Work instructions: Format the lines of the entries below as a numbered list, skipping any blank lines and leaving out the pictures.

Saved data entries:
▼
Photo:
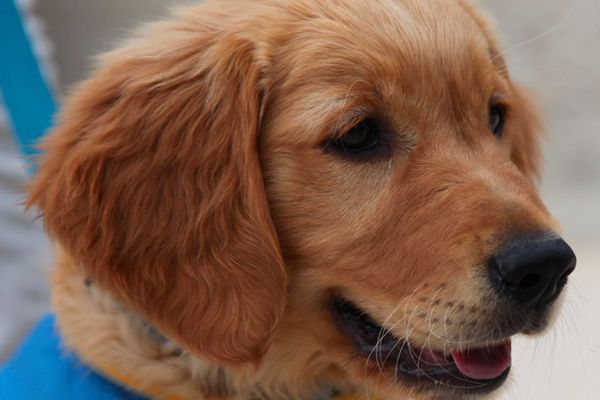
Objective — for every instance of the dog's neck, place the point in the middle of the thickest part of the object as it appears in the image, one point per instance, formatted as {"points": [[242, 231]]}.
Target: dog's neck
{"points": [[118, 343]]}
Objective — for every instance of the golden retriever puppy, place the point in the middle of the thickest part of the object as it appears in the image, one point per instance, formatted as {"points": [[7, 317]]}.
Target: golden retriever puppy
{"points": [[301, 199]]}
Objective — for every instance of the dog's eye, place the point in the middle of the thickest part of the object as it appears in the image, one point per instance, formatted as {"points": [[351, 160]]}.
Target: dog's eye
{"points": [[363, 137], [497, 116]]}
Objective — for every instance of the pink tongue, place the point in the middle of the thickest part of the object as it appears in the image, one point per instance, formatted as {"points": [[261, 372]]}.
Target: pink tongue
{"points": [[484, 363]]}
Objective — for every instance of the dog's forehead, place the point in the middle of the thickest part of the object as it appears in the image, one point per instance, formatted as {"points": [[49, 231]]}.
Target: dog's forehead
{"points": [[375, 52]]}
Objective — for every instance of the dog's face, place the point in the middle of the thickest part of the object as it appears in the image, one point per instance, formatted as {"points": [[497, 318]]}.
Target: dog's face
{"points": [[398, 165], [397, 207]]}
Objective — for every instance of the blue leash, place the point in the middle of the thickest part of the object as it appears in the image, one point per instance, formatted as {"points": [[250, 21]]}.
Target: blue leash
{"points": [[26, 94]]}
▲
Answer:
1. Photo:
2. Objective — for every instance of the dog's neck, place the point in the middle of the thickest part of the object as it appears in the image, one point per instance, formatted as {"points": [[242, 231]]}.
3. Target: dog's neck
4. {"points": [[118, 343]]}
5. Objective — for every instance of the golden retriever puppy, place the point in the middle of the thickest part of the object as it appears in the image, one point per instance, formatted as {"points": [[7, 317]]}.
6. Target: golden retriever puppy
7. {"points": [[301, 199]]}
8. Objective — for every instance of the dog's eye, place the point in the middle of the thickest part of the object as it appears in the image, one point per instance, formatted as {"points": [[351, 160]]}.
9. Target: dog's eye
10. {"points": [[363, 137], [497, 116]]}
11. Objective — for every instance of the pink tongue, place the point in the middle of the thickest part of the object as it appears in the image, one point per instance, formatted as {"points": [[261, 372]]}.
12. Target: pink tongue
13. {"points": [[484, 363]]}
14. Objective — for every instance of the dog's forehead, place the point in the middle of the thickest part of the object as it appears in the image, one point per instance, formatted as {"points": [[49, 231]]}.
15. Target: dog's forehead
16. {"points": [[375, 52]]}
17. Objective — for every instance of the dog's face, place the point in the middle of the thickest part of the object as it appears in the image, one point per instance, formatted as {"points": [[497, 318]]}.
18. Target: dog's face
19. {"points": [[398, 165], [397, 207]]}
20. Objective — for every instance of the blue leash, place the point in the middle of the thickest part of the object as it appears in the image, one point per instance, formatted as {"points": [[250, 21]]}.
21. Target: blue leash
22. {"points": [[26, 94]]}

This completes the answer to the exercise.